DATA TO PROCESS
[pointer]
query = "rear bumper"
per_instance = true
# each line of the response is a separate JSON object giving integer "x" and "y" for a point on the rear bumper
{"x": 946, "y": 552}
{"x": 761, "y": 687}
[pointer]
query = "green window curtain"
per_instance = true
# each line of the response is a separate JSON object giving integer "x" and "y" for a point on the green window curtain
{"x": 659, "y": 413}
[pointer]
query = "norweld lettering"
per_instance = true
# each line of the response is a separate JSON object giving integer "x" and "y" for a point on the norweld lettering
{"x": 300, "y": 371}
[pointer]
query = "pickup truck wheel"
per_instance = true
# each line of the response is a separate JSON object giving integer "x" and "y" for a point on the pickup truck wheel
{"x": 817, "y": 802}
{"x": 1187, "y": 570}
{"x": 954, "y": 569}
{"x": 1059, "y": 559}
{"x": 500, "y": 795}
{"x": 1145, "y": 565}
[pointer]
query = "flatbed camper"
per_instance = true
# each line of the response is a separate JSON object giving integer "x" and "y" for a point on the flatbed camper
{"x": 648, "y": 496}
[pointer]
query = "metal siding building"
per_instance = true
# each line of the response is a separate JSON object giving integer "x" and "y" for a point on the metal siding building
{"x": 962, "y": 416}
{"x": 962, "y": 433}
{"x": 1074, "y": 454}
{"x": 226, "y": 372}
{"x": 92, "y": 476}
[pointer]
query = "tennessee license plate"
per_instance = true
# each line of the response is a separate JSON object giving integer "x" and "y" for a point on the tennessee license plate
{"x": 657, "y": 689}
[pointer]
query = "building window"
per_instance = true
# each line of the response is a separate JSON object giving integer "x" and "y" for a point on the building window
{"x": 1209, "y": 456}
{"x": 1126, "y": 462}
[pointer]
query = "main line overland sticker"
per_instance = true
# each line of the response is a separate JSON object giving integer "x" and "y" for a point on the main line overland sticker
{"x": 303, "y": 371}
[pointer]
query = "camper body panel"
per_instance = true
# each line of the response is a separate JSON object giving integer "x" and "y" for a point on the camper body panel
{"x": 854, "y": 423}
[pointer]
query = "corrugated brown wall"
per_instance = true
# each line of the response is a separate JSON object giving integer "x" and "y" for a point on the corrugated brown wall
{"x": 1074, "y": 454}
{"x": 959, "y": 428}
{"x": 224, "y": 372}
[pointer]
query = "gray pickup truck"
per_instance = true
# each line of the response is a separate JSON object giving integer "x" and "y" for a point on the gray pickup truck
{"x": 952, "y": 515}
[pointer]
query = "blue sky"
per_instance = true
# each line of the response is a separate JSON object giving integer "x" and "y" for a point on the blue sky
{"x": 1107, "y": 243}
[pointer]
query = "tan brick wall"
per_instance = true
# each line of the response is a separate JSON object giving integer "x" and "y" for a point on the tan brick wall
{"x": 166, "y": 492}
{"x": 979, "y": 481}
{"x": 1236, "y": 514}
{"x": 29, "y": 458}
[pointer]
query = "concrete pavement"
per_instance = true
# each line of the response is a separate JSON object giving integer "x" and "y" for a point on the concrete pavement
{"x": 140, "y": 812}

YOUR GOAL
Report every line of the records above that contains the word "license", copying each one in full.

SOLUTION FOR THIS TASK
query = "tennessee license plate"
# each line of the response is a separate JSON object giving integer "x" and "y" for a point on the tennessee license plate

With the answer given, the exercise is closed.